Während in der Öffentlichkeit für längere Zeit Unsicherheit hinsichtlich der konkreten Änderungen am Arbeitnehmerentsendegesetz im Zuge der EU-Reform bestand, ist jetzt klar, dass der deutsche Gesetzgeber die Vorgaben aus Brüssel im Wesentlichen eins zu eins übernehmen wird. Kurz zusammengefasst, soll mit folgenden Maßnahmen EU-weit für mehr Lohngerechtigkeit für entsandte Mitarbeiter gesorgt werden:

Alle nach Deutschland entsandten Arbeitnehmer müssen in Zukunft nach den allgemein geltenden Tarifverträgen der jeweiligen Branche vergütet werden. Zuvor galten für Arbeitnehmer ausländischer Unternehmen lediglich die branchenspezifischen Mindestentgeltsätze.
□ □ □ □ □
AUFGABE 1: Gib den Lesetext zum Arbeitnehmerentsendegesetz ab „Während in der“ bis einschließlich „die branchenspezifischen Mindestentgeltsätze.“ wieder und tausche dabei „Unsicherheit“ gegen „Unklarheit“ aus.
AUFGABE 2: Führe den Text zur Reform des Arbeitnehmerentsendegesetzes im Anschluss an seinen letzten Satz weiter.

Gespeicherte Einträge aus einer Sammlung:
□ □ □ □ □
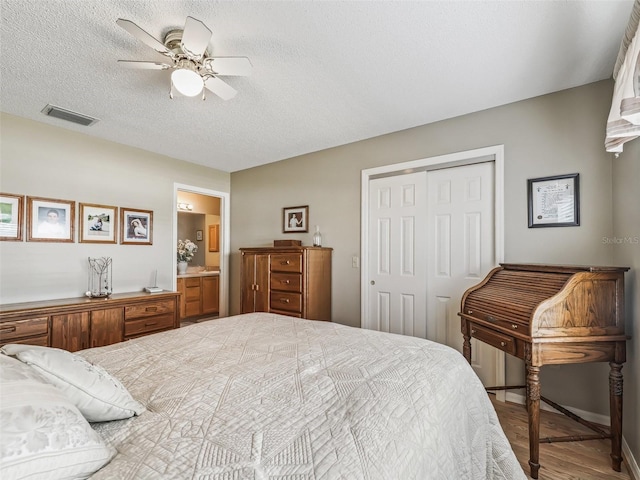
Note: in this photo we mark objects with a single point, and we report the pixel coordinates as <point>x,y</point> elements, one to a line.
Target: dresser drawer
<point>143,326</point>
<point>289,282</point>
<point>286,262</point>
<point>291,302</point>
<point>19,329</point>
<point>495,339</point>
<point>149,309</point>
<point>289,314</point>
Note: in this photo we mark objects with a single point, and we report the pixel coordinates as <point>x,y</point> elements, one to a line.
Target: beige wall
<point>555,134</point>
<point>46,161</point>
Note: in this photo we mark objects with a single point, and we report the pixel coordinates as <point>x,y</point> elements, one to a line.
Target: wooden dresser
<point>549,314</point>
<point>78,323</point>
<point>294,281</point>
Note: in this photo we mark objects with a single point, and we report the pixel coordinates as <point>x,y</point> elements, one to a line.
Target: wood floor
<point>558,461</point>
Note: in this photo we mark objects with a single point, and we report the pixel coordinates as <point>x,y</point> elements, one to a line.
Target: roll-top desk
<point>549,314</point>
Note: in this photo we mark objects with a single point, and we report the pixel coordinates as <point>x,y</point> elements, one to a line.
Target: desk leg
<point>533,411</point>
<point>466,347</point>
<point>615,409</point>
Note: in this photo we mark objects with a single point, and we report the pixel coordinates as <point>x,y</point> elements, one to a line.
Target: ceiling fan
<point>193,68</point>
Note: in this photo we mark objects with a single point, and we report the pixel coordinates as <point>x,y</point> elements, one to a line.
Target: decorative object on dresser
<point>100,277</point>
<point>78,323</point>
<point>11,208</point>
<point>136,227</point>
<point>294,281</point>
<point>550,314</point>
<point>98,223</point>
<point>185,252</point>
<point>295,219</point>
<point>50,220</point>
<point>317,237</point>
<point>214,238</point>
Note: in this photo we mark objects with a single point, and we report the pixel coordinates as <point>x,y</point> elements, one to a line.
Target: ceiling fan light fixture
<point>187,81</point>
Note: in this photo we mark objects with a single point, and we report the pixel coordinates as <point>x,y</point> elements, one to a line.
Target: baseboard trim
<point>590,416</point>
<point>629,459</point>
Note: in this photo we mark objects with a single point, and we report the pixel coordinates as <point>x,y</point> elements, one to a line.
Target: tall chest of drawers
<point>294,281</point>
□ □ □ □ □
ANTWORT 1:
Während in der Öffentlichkeit für längere Zeit Unklarheit hinsichtlich der konkreten Änderungen am Arbeitnehmerentsendegesetz im Zuge der EU-Reform bestand, ist jetzt klar, dass der deutsche Gesetzgeber die Vorgaben aus Brüssel im Wesentlichen eins zu eins übernehmen wird. Kurz zusammengefasst, soll mit folgenden Maßnahmen EU-weit für mehr Lohngerechtigkeit für entsandte Mitarbeiter gesorgt werden:

Alle nach Deutschland entsandten Arbeitnehmer müssen in Zukunft nach den allgemein geltenden Tarifverträgen der jeweiligen Branche vergütet werden. Zuvor galten für Arbeitnehmer ausländischer Unternehmen lediglich die branchenspezifischen Mindestentgeltsätze.

ANTWORT 2:
  • Gleiches gilt auch für Ansprüche auf Urlaubs-, Weihnachts- oder Schlechtwettergeld sowie Überstundensätze, Zulagen (zum Beispiel die Schmutz- und Gefahrenzulage) oder Sachleistungen des Arbeitgebers.
  • Zulagen für Entsendekosten, zum Beispiel für Reisen und Unterbringungen, dürfen künftig nicht mehr auf den Lohn angerechnet werden.
  • Die vom Arbeitgeber zur Verfügung gestellten Unterkünfte müssen darüber hinaus den Mindeststandards der Arbeitsstättenverordnung entsprechen.
  • Erstmals werden die Einsätze von Arbeitnehmern im EU-Ausland auf zwölf Monate befristet. Eine Verlängerung auf 18 Monate muss behördlich angezeigt werden.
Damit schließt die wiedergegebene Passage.